++++ Record set ++++

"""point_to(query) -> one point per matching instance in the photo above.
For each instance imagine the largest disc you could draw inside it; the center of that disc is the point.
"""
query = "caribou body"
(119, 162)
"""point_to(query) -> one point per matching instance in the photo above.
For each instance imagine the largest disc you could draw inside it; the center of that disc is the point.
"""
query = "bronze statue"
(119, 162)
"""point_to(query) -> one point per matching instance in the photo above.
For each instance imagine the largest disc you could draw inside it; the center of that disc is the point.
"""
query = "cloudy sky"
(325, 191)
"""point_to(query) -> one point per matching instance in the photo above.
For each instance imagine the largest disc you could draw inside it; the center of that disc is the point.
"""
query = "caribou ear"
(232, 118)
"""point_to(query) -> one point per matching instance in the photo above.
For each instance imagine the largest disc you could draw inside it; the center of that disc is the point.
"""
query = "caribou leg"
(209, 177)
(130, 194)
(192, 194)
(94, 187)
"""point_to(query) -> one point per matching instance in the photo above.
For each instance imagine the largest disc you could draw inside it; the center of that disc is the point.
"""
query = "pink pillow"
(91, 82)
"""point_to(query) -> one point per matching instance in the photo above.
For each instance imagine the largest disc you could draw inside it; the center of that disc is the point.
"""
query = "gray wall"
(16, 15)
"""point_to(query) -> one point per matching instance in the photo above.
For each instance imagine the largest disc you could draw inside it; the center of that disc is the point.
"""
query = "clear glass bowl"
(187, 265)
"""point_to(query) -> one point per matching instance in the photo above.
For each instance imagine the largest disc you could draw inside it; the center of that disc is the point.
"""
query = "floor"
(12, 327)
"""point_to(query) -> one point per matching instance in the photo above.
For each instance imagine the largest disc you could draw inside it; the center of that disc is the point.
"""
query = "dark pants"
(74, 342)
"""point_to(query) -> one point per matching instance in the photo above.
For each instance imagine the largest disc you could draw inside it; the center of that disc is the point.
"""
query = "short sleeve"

++++

Task goal: Repeat, word for word, all of the data shown above.

Worked solution:
"""point_to(query) -> one point per matching instance in the photo above.
For each instance imagine the largest disc you could draw inside it; the center of that disc is the point.
"""
query = "caribou body"
(119, 162)
"""point_to(query) -> one point per matching instance in the photo above.
For each instance imagine the largest disc you could draw inside it; the center of that disc is the point.
"""
query = "bronze statue"
(119, 162)
"""point_to(query) -> one point per matching instance in the photo above.
For each instance imagine the largest disc you could draw inside it; the center of that disc is the point.
"""
query = "cloudy sky"
(325, 191)
"""point_to(query) -> one point per matching instance in the photo above.
For each instance imagine the largest disc you could draw inside it; the center of that disc is the point.
"""
query = "caribou ear"
(232, 118)
"""point_to(query) -> one point per matching instance in the photo above.
For each instance imagine the largest disc you could draw inside it; the center of that disc is the point.
"""
query = "caribou leg"
(209, 177)
(130, 194)
(192, 194)
(94, 187)
"""point_to(query) -> one point per matching instance in the photo above.
For each instance imagine the largest disc you could draw inside it; the center of that disc is the point.
"""
query = "pink pillow"
(91, 82)
"""point_to(query) -> one point per matching instance in the photo above.
For each instance imagine the largest disc you could draw inside it; the center of that disc is the point.
"""
query = "gray wall"
(16, 15)
"""point_to(query) -> one point per matching instance in the photo above.
For each instance imagine the largest disc you could draw inside it; the center of that disc is the point.
"""
query = "clear glass bowl"
(187, 265)
"""point_to(query) -> one point per matching instance in the photo above.
For each instance imagine the largest disc you could draw inside it; the center of that disc is the point.
"""
query = "floor"
(12, 327)
"""point_to(query) -> one point per matching instance in the photo above.
For each instance imagine the largest disc you could draw inside it; the center of that disc is the point.
"""
query = "dark pants"
(74, 342)
"""point_to(query) -> one point per matching instance in the photo above.
For each instance imagine the largest disc you could draw inside it; the center of that disc is the point.
"""
query = "short sleeve"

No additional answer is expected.